Problem description: Retype every line of the entries below character for character, but omit the picture lines.

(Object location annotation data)
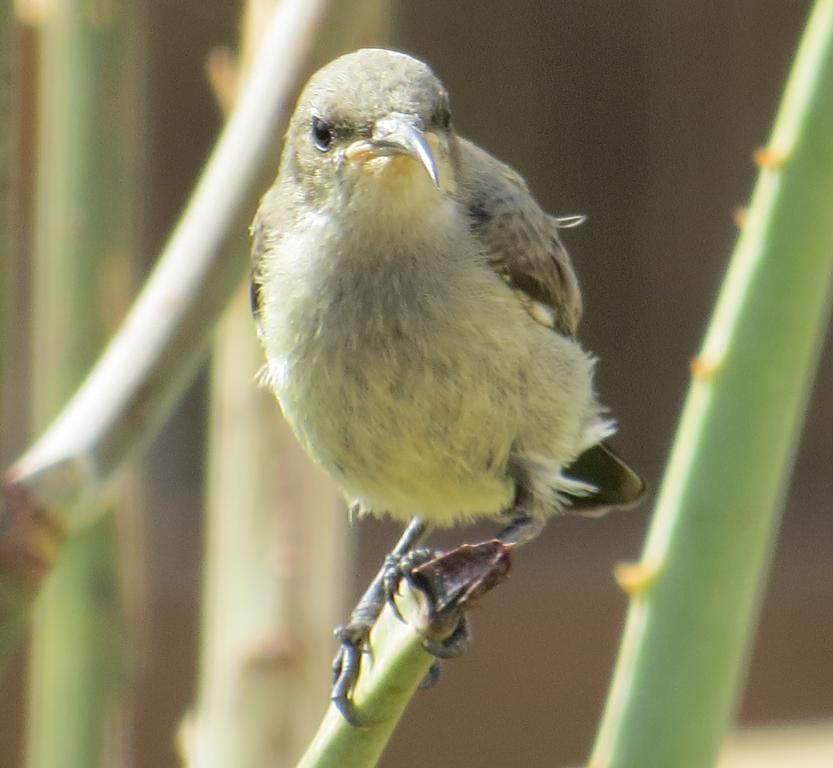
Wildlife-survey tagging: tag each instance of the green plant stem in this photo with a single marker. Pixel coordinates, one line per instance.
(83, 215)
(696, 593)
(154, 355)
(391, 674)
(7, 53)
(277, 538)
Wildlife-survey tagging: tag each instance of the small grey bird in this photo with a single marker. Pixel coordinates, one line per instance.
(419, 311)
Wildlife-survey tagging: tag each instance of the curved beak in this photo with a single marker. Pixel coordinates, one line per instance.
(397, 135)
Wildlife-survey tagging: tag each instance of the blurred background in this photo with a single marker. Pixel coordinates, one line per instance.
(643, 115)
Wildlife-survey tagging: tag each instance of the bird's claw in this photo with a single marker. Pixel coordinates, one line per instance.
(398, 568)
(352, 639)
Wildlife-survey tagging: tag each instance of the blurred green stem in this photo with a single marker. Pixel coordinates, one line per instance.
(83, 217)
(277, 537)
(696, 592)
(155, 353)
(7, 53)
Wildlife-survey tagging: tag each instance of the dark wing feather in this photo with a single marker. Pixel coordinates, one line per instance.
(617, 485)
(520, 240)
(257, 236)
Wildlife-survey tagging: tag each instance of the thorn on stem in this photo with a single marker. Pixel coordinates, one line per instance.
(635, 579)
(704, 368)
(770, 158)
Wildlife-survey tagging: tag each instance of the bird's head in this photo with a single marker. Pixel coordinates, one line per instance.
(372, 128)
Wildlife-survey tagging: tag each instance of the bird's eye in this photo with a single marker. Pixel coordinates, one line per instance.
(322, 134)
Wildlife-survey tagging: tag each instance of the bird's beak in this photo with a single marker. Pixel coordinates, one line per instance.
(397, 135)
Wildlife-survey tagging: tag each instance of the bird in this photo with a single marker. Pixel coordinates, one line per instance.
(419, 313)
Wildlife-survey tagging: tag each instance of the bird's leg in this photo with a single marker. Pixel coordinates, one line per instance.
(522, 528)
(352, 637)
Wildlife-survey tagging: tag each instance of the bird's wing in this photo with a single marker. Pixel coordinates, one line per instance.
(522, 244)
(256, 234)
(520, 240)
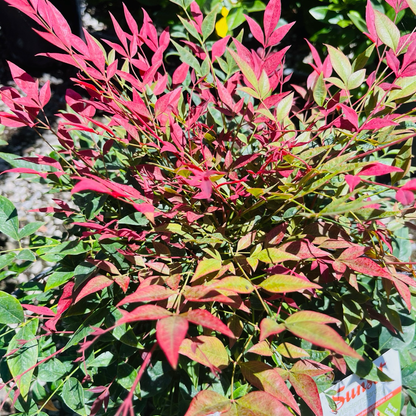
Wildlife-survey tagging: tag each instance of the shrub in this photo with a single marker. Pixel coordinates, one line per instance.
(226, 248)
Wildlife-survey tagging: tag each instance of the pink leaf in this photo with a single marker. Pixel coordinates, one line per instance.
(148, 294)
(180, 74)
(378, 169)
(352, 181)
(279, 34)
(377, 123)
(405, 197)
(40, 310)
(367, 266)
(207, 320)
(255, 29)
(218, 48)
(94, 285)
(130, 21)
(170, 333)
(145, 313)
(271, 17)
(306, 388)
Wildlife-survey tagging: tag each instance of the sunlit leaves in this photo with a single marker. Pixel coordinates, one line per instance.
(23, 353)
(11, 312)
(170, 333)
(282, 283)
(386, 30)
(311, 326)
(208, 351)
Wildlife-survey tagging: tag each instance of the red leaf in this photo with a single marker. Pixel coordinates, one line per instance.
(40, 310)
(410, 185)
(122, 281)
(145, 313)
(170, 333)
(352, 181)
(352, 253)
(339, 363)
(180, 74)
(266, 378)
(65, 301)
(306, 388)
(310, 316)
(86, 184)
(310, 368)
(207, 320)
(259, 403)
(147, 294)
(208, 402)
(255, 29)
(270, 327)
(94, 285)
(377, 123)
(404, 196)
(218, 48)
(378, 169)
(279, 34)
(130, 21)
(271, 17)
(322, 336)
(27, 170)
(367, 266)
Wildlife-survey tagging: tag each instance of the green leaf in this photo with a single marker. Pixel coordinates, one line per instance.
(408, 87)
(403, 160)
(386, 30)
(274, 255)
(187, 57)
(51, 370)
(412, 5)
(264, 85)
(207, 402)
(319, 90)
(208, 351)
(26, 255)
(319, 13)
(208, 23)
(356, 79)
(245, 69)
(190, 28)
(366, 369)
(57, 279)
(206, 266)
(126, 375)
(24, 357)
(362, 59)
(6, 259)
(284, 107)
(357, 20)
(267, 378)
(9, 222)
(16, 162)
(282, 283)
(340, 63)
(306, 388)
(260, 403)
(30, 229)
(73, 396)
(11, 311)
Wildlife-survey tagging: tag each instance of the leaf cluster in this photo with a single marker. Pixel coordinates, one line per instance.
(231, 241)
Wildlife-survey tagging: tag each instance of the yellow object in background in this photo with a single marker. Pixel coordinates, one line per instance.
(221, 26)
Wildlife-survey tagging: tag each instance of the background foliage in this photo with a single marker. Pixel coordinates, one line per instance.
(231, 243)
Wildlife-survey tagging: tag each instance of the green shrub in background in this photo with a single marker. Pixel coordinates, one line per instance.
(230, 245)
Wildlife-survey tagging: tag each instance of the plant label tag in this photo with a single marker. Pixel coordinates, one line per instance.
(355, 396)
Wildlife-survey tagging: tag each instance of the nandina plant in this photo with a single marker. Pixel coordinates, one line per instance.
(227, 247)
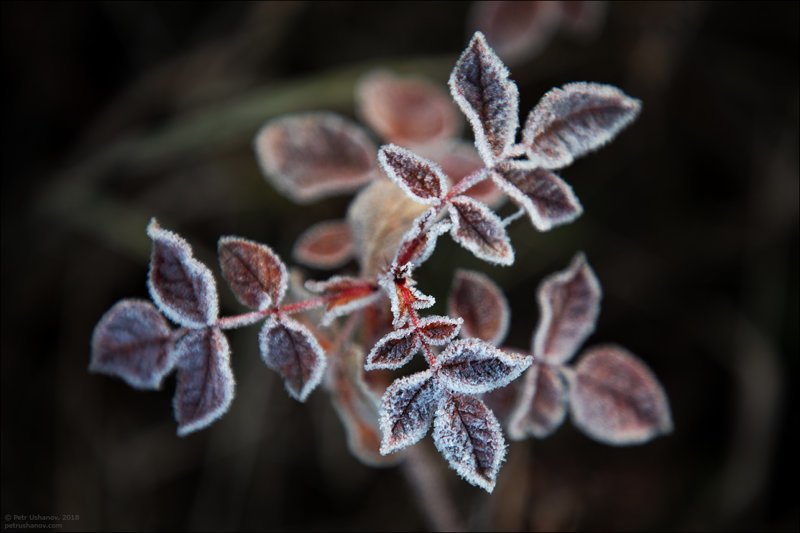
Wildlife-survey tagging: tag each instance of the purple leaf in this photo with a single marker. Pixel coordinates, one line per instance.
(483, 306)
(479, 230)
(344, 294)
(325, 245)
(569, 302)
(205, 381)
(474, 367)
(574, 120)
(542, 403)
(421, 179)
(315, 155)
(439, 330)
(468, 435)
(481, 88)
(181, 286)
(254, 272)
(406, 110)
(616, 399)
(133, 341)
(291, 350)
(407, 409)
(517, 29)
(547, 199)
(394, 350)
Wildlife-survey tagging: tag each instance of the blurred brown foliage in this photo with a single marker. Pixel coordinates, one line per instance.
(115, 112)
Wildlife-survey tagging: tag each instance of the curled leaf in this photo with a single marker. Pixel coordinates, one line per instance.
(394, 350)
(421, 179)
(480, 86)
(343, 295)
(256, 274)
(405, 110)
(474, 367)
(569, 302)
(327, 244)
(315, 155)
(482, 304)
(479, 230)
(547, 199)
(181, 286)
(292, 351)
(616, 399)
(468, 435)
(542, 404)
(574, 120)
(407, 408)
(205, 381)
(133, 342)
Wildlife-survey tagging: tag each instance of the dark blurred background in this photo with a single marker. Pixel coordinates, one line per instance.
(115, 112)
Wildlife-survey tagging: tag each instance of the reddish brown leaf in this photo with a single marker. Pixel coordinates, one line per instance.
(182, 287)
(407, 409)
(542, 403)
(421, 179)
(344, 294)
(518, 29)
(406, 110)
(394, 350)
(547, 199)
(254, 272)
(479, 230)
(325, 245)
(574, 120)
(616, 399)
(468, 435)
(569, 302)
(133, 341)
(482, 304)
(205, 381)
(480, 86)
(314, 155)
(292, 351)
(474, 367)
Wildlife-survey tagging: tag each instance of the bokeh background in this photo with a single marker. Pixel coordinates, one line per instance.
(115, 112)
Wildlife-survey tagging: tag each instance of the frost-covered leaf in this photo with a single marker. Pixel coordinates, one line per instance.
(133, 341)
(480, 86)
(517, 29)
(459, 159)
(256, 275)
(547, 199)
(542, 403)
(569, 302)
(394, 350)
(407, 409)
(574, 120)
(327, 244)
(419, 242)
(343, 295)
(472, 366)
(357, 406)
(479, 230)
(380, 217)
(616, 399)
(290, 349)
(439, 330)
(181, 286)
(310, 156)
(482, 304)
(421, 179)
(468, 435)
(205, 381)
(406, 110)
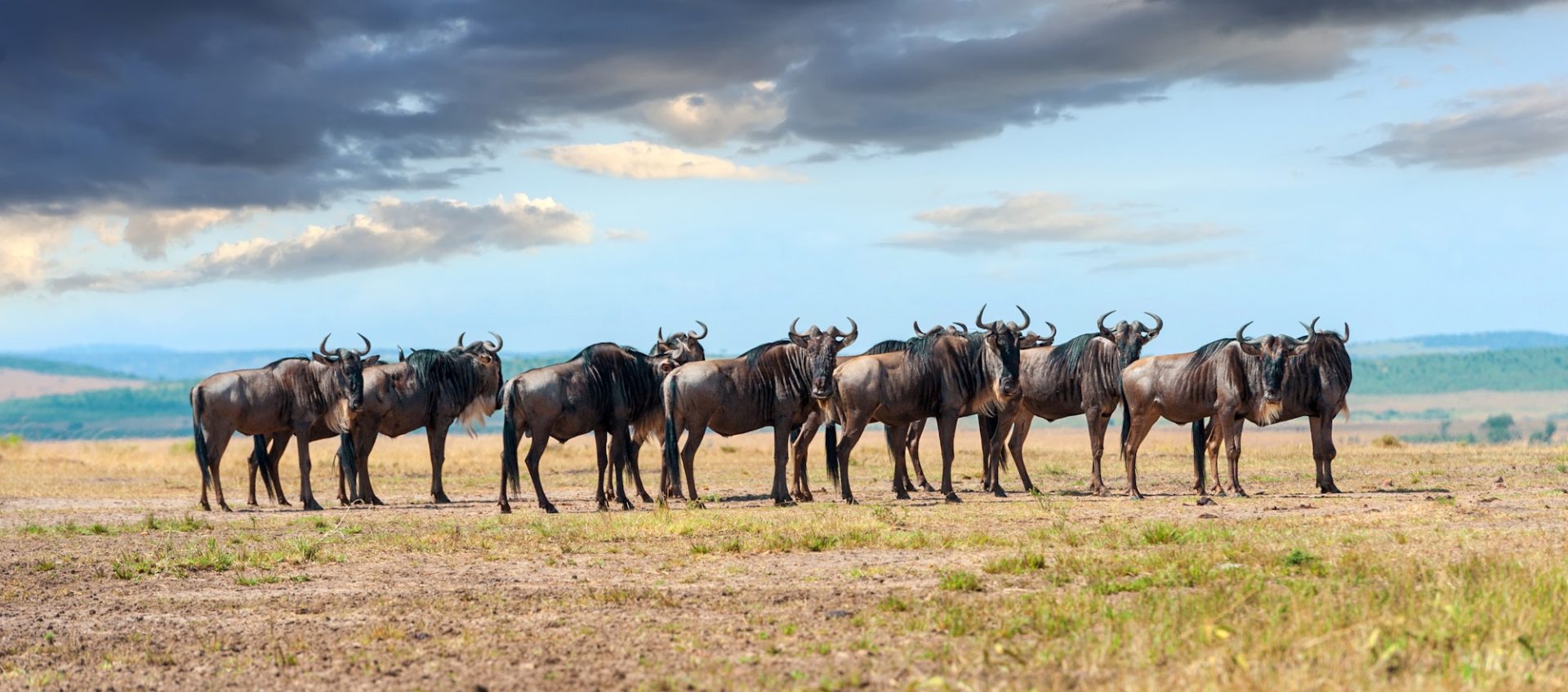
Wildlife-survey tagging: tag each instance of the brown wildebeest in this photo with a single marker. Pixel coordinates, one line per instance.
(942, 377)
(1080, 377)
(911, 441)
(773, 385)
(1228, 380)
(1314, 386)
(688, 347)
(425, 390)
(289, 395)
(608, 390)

Problem solution:
Wildlife-survey tagging: tag each instance of the green plant stem in this photo with a single marker. Pixel coordinates, one line per instance.
(83, 215)
(696, 593)
(154, 355)
(391, 674)
(7, 53)
(277, 538)
Wildlife-survey tagging: tag each instance of the small grey bird in this photo with a single marker. Pixel coordinates, one line per instance.
(419, 311)
Wildlife-survey tagging: tag each instance of the curved beak in this photo with a single marker. Pixel coordinates, one line per instance.
(397, 135)
Wildlife-survey tagging: tag each instance of the blurred background in this photo with a single marker. Pixel coordinates, one line per instance.
(643, 115)
Wildlife-survey tagging: tag each instance of the bird's claw in this photo with a single marker. Pixel coordinates, one line per instance.
(398, 568)
(352, 639)
Wildlife-survey tagging: tag each instance of the blurred green stem in this photo with a single marker. Pixel coordinates, one line per instance.
(83, 217)
(277, 537)
(696, 592)
(155, 353)
(7, 53)
Wildlife-survey tagging: tag each instance of the dark wing feather in this photo with a single marker. Pixel coordinates, one line per instance.
(617, 485)
(520, 240)
(257, 236)
Wildlife-survey tagging: tag each instance of the thorn on stem in this photo with a single marker. Pixel coordinates, one line per instance.
(635, 579)
(704, 368)
(770, 158)
Wildlife-survey tagging: tag each instance of the bird's head in this photo with a single marker. Pixel coordinates, one line per instance.
(372, 128)
Wildlife-survey tagging: tag each instance of the bird's eye in this photo with a single marker. Pixel coordinates, one line per instance.
(322, 134)
Wildlife-survey tagging: tag each instance of the bird's beak in this photo with a single marker. Pixel coordinates, one line per instance.
(397, 135)
Wildlife-survey tagging: tag each instance of the bird in this photo with a single marker. Pixel coordinates, one line per instance.
(419, 313)
Wildlife-survey tagging: tag each instance of the bird's leg in this photo with a single marker. Pixel coordinates, one line per instance.
(522, 528)
(352, 637)
Wildlife-survey tagging: tag each instance of the bird's wing in this photo with a single marker. Pixel coordinates, one line per instance.
(522, 244)
(256, 234)
(520, 240)
Wildlife-survey tagging: tag each instance of the shrub in this photo with a single marker. Pixel coordinates, one line per instance.
(226, 248)
Wildlife-survey tagging: tag each instance of the pink leaf in this photo with a single marker. Pixel coordinates, one line per instance.
(148, 294)
(180, 74)
(378, 169)
(352, 181)
(279, 34)
(377, 123)
(405, 197)
(40, 310)
(367, 266)
(207, 320)
(255, 29)
(218, 48)
(94, 285)
(130, 21)
(170, 333)
(145, 313)
(271, 17)
(306, 388)
Wildlife-survey tagging: tag each instance of the sunlit leaves in this photo with a single marker. Pixel coordinates, one line per instance.
(23, 353)
(11, 312)
(170, 333)
(282, 283)
(386, 30)
(311, 326)
(208, 351)
Wildlife-survey tagging: tag each instance of the red leaf in this photo with a single marker. Pixel coordinates, one line per instance.
(40, 310)
(410, 185)
(122, 281)
(145, 313)
(170, 333)
(352, 181)
(352, 253)
(339, 363)
(180, 74)
(266, 378)
(65, 301)
(306, 388)
(310, 316)
(86, 184)
(310, 368)
(207, 320)
(259, 403)
(147, 294)
(208, 402)
(255, 29)
(270, 327)
(94, 285)
(377, 123)
(404, 196)
(218, 48)
(378, 169)
(279, 34)
(130, 21)
(271, 17)
(322, 336)
(27, 170)
(367, 266)
Wildlife-survey tagging: tag each instance of the green leaf in this photo with a single marker. Pixel coordinates, one line per instance.
(408, 87)
(403, 160)
(386, 30)
(274, 255)
(187, 57)
(51, 370)
(412, 5)
(264, 85)
(207, 402)
(319, 90)
(208, 351)
(26, 255)
(319, 13)
(208, 23)
(356, 79)
(245, 69)
(190, 28)
(366, 369)
(57, 279)
(206, 266)
(126, 375)
(24, 357)
(362, 59)
(6, 259)
(284, 107)
(357, 20)
(267, 378)
(9, 222)
(16, 162)
(282, 283)
(340, 63)
(306, 388)
(260, 403)
(30, 229)
(73, 396)
(11, 311)
Wildlife-survey tagging: tag each instance of the leaf cluster in this photo with a single marker. Pixel coordinates, one line per instance.
(231, 241)
Wildlife-survey tagging: tag each instance of the yellow object in background in this photo with a single marker. Pixel coordinates, one line per instance.
(221, 26)
Wildlife-survey tagging: tag each instance of the background foliage in this photo with a single marker. Pixel coordinates, one line per instance.
(231, 243)
Wildlife-survey tagging: tag each instance of the green shrub in background in this photo with a single marker. Pixel coordinates, one line per instance.
(230, 245)
Wildlife-survey tagging: tag each instance of the plant label tag in this photo with a single marker. Pixel coordinates, one line per instance.
(355, 396)
Wildlife-survey tagging: tag each instance of the nandina plant in this photo with a single marker. Pixel coordinates, one line per instance.
(227, 247)
Wildlife-survey tagging: tag each instance of the purple leaf in this photo with a single marker. Pixel coordinates, one line per instance.
(483, 306)
(479, 230)
(344, 294)
(325, 245)
(569, 302)
(205, 381)
(474, 367)
(574, 120)
(542, 403)
(421, 179)
(315, 155)
(439, 330)
(468, 435)
(481, 88)
(181, 286)
(254, 272)
(406, 110)
(616, 399)
(133, 341)
(291, 350)
(407, 409)
(517, 29)
(547, 199)
(394, 350)
Wildlife-survey tagging: tag each instance of the blurred brown foliage in this photo with a single marker. Pixel coordinates, one line per instance.
(115, 112)
Wildlife-survey tagging: tag each instance of the curled leaf in this photo with a single marker. Pixel coordinates, one line per instance.
(394, 350)
(421, 179)
(480, 86)
(343, 295)
(256, 274)
(405, 110)
(474, 367)
(569, 302)
(327, 244)
(315, 155)
(482, 304)
(479, 230)
(547, 199)
(181, 286)
(292, 351)
(616, 399)
(468, 435)
(542, 404)
(574, 120)
(407, 408)
(205, 381)
(133, 342)
Wildlife-survey tagging: tag each instance of the dark blurred background in this photo with a single marker. Pixel coordinates, one line per instance.
(115, 112)
Wildlife-survey tagging: tag each instance of the reddish brown leaf in this photo with a single marker. Pixel coordinates, one line per instance.
(182, 287)
(407, 409)
(542, 403)
(421, 179)
(344, 294)
(518, 29)
(406, 110)
(394, 350)
(547, 199)
(254, 272)
(479, 230)
(325, 245)
(574, 120)
(616, 399)
(468, 435)
(569, 302)
(133, 341)
(482, 304)
(205, 381)
(480, 86)
(314, 155)
(292, 351)
(474, 367)
Wildlife-survey tagging: tag each instance of the bokeh background in this photo with a single marker. Pixel coordinates, one line per instance.
(115, 112)
Wildlife-survey tagging: tag each instance of the frost-covered leaf in this photo with a single marker. Pixel coordinates, one line per instance.
(133, 341)
(480, 86)
(517, 29)
(459, 159)
(256, 275)
(547, 199)
(542, 403)
(569, 302)
(394, 350)
(407, 409)
(574, 120)
(327, 244)
(419, 242)
(343, 295)
(472, 366)
(357, 406)
(479, 230)
(380, 217)
(616, 399)
(290, 349)
(439, 330)
(181, 286)
(310, 156)
(482, 304)
(421, 179)
(468, 435)
(205, 381)
(406, 110)
Wildlife-survey tagging: tag each instance of the brown wildebeest in this photo with a single marker. Pixel coordinates, one line per instance.
(942, 377)
(1080, 377)
(911, 441)
(773, 385)
(1228, 380)
(1314, 386)
(688, 347)
(425, 390)
(289, 395)
(608, 390)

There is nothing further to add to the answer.